In the bird report thread, update the part that opens with "Reagill, Cumbria, UK,,,,,84" and closes with "about 6800 acres." by writing it out again with "milo" changed to "sorghum".

## Provided passage
>> BEGIN

# BIRD REPORT NEEDED !



## R E McCraith (Nov 24, 2011)

PIKE is planning a hunt in Nd Sd Ks Neb - if you have been on pheasants please let us know where you have been hunting - our usual places are birdless - thanks 4 the help !


----------



## harrigab (Aug 21, 2011)

Reagill, Cumbria, UK,,,,,84 pheasants and a duck yesterday :


----------



## texasred (Jan 29, 2012)

The reports I'm hearing are bad.
Mullinville Kansas (East of Dodge City). They cut 600 acres of milo and saw 0 birds on a farm and ranch about 6800 acres.
Farmers in South Central and North West Ks and all recommend not to come. Its check back next year.


----------



## R E McCraith (Nov 24, 2011)

Thanks TEX - your report is what we have been hearing - looks like grouse & woodcocks in the Up again this year !


----------



## Ozkar (Jul 4, 2011)

REM...can't give you a Bird report for your area..........

Can give you one for down here.........

Took the pups out for a hunt.......landed a tattoo breasted grass pheasant. Took all night to eat it! I thank the pups.........

>> END

## Extracted material
>> BEGIN

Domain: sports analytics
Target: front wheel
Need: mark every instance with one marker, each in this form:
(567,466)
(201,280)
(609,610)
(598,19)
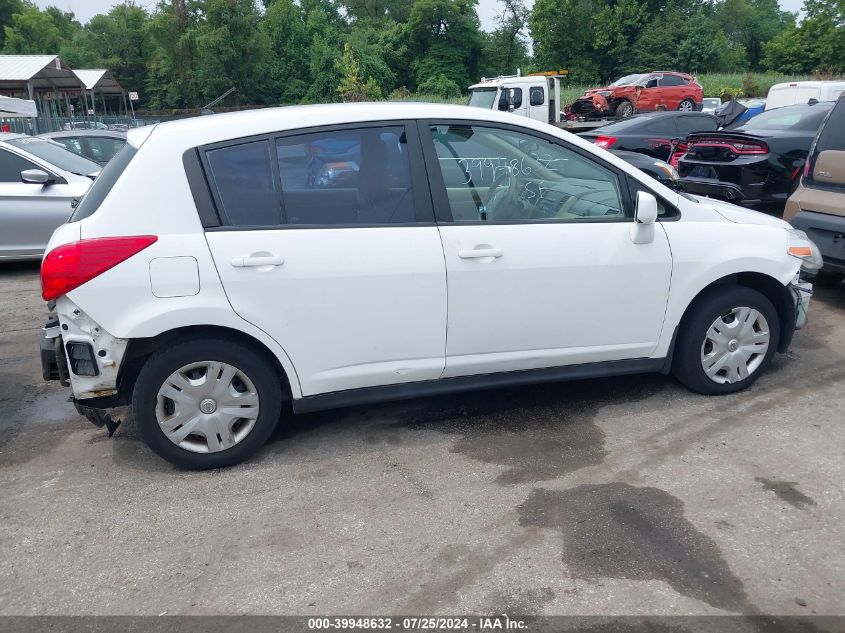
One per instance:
(687,105)
(207,403)
(726,341)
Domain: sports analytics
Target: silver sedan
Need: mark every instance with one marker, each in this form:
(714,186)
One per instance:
(39,179)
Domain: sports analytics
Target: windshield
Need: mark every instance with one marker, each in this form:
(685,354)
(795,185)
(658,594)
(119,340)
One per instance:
(800,117)
(482,97)
(57,155)
(627,80)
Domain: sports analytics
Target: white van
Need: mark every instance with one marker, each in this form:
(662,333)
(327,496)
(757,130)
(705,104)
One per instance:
(795,92)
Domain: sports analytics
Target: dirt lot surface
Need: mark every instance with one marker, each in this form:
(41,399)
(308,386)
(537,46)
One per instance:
(614,496)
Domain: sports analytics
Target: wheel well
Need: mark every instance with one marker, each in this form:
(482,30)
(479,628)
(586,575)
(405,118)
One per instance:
(772,289)
(140,349)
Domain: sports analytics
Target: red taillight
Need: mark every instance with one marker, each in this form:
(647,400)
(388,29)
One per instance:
(605,142)
(70,265)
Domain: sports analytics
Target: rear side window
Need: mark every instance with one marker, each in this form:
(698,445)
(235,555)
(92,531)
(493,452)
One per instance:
(11,166)
(672,80)
(92,200)
(243,181)
(832,135)
(691,123)
(103,148)
(346,177)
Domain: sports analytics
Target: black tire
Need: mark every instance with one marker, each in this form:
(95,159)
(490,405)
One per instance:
(689,102)
(624,109)
(827,278)
(713,303)
(158,367)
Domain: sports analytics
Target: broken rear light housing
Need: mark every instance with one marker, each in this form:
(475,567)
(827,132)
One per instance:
(70,265)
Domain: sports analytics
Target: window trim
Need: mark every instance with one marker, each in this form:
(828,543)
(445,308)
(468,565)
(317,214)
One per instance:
(212,218)
(440,200)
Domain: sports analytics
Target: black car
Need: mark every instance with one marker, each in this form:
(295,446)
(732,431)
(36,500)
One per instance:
(660,170)
(759,160)
(652,134)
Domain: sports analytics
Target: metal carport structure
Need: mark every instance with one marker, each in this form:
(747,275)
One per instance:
(100,81)
(45,79)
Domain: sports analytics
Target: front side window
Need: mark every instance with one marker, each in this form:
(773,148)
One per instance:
(508,95)
(57,155)
(11,166)
(500,175)
(243,179)
(343,177)
(103,148)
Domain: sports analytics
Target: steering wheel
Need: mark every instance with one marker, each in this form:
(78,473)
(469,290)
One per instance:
(504,203)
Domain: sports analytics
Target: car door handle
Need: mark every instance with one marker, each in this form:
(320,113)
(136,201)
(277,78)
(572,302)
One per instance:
(256,261)
(479,253)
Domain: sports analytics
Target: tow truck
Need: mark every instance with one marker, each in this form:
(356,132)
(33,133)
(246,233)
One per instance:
(535,96)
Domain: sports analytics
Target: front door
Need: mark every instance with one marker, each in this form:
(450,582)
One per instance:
(329,246)
(540,264)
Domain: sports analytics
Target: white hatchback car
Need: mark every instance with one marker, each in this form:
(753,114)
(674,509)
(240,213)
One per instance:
(342,254)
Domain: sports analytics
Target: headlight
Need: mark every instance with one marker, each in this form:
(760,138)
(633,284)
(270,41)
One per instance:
(667,169)
(802,247)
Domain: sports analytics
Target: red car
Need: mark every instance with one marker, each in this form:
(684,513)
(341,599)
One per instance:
(640,93)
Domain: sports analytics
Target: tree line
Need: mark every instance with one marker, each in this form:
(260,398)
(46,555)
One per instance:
(184,53)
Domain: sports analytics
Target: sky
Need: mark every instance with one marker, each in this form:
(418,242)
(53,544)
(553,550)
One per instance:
(487,9)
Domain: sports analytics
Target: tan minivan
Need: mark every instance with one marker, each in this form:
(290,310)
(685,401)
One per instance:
(818,205)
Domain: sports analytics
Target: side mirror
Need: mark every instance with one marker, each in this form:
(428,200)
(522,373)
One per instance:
(642,230)
(36,177)
(829,167)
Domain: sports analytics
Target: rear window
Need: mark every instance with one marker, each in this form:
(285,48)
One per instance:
(56,154)
(92,200)
(832,135)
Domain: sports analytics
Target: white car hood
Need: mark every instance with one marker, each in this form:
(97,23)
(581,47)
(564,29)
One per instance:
(741,215)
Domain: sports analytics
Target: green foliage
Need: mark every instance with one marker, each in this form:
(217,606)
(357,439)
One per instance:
(440,86)
(353,87)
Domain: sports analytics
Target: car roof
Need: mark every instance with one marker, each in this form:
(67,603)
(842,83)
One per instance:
(233,125)
(84,132)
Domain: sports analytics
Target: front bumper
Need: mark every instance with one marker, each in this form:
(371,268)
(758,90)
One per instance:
(802,291)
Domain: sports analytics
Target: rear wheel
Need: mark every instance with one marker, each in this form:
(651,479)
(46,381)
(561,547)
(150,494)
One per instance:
(207,403)
(624,109)
(726,341)
(687,105)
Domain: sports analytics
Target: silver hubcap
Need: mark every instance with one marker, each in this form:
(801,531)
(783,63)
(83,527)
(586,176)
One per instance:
(207,407)
(735,345)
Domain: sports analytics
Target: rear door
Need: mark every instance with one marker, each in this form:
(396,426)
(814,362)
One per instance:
(329,245)
(29,213)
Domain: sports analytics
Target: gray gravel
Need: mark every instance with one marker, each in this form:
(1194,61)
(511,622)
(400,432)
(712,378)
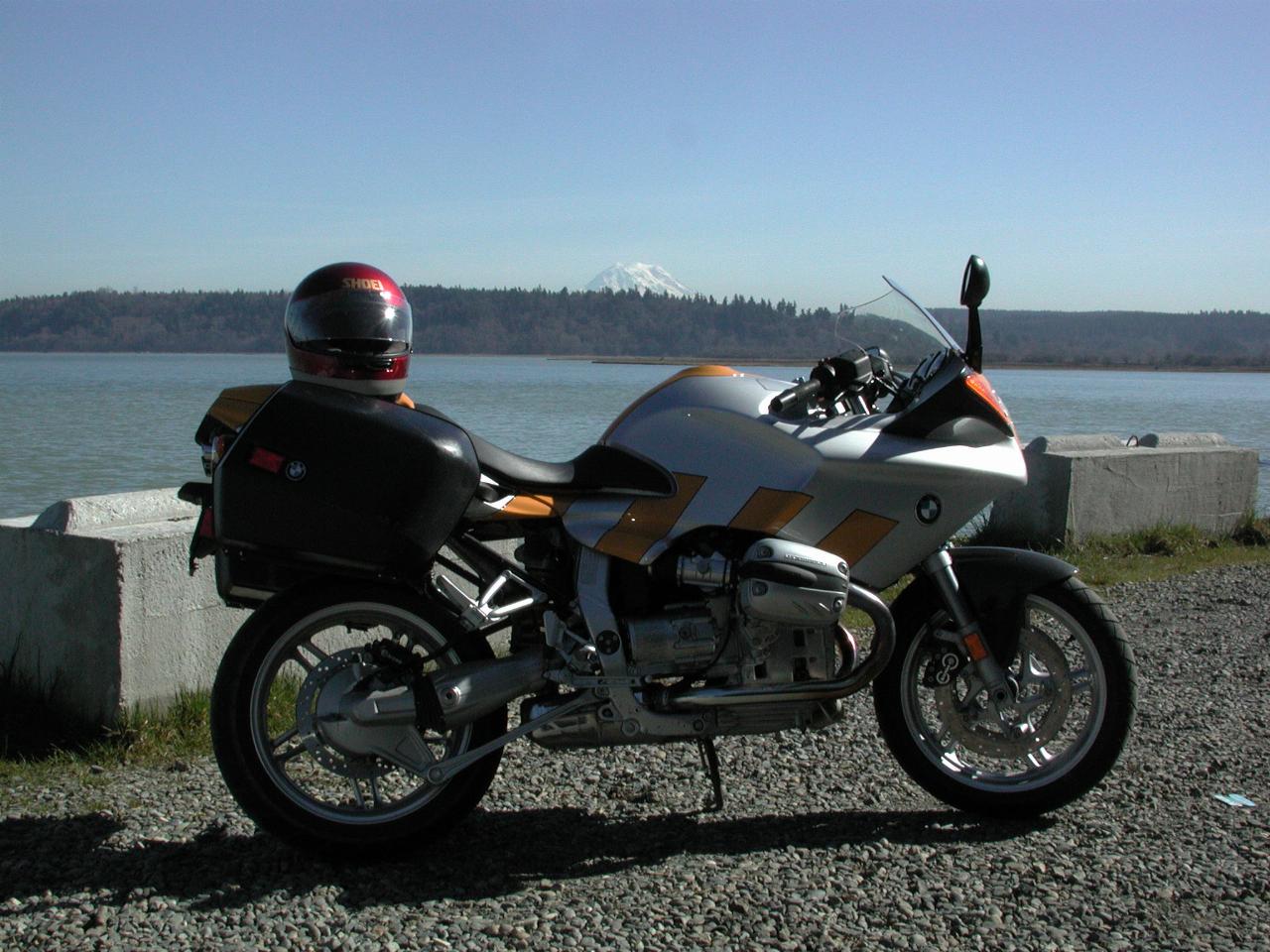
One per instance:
(822,844)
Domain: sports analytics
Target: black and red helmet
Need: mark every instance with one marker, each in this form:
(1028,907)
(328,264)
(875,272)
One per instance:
(348,326)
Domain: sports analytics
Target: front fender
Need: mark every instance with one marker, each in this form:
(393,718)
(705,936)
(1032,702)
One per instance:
(996,583)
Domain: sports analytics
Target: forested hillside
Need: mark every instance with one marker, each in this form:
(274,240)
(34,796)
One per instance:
(515,321)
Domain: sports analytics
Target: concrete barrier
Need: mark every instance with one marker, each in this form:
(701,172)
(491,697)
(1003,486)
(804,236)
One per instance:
(98,612)
(1083,485)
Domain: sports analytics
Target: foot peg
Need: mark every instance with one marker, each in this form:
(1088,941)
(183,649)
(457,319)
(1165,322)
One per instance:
(480,613)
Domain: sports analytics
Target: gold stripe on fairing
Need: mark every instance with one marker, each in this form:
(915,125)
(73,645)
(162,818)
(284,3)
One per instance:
(856,536)
(235,405)
(708,370)
(531,507)
(769,509)
(647,521)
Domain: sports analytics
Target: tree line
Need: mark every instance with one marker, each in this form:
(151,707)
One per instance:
(619,324)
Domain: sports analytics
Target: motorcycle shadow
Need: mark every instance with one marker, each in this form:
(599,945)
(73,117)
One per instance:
(502,853)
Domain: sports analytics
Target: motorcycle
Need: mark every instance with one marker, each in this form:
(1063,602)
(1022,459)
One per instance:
(711,566)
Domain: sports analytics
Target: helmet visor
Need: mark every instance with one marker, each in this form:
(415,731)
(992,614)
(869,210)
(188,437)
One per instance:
(350,321)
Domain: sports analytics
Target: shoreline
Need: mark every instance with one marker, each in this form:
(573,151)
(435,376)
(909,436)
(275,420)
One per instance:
(677,361)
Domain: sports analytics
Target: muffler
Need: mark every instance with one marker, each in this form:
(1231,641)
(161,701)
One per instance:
(451,697)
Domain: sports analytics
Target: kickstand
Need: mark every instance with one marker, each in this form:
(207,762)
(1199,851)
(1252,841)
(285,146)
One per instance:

>> END

## Response
Reagill, Cumbria, UK,,,,,84 pheasants and a duck yesterday :


----------



## texasred (Jan 29, 2012)

The reports I'm hearing are bad.
Mullinville Kansas (East of Dodge City). They cut 600 acres of sorghum and saw 0 birds on a farm and ranch about 6800 acres.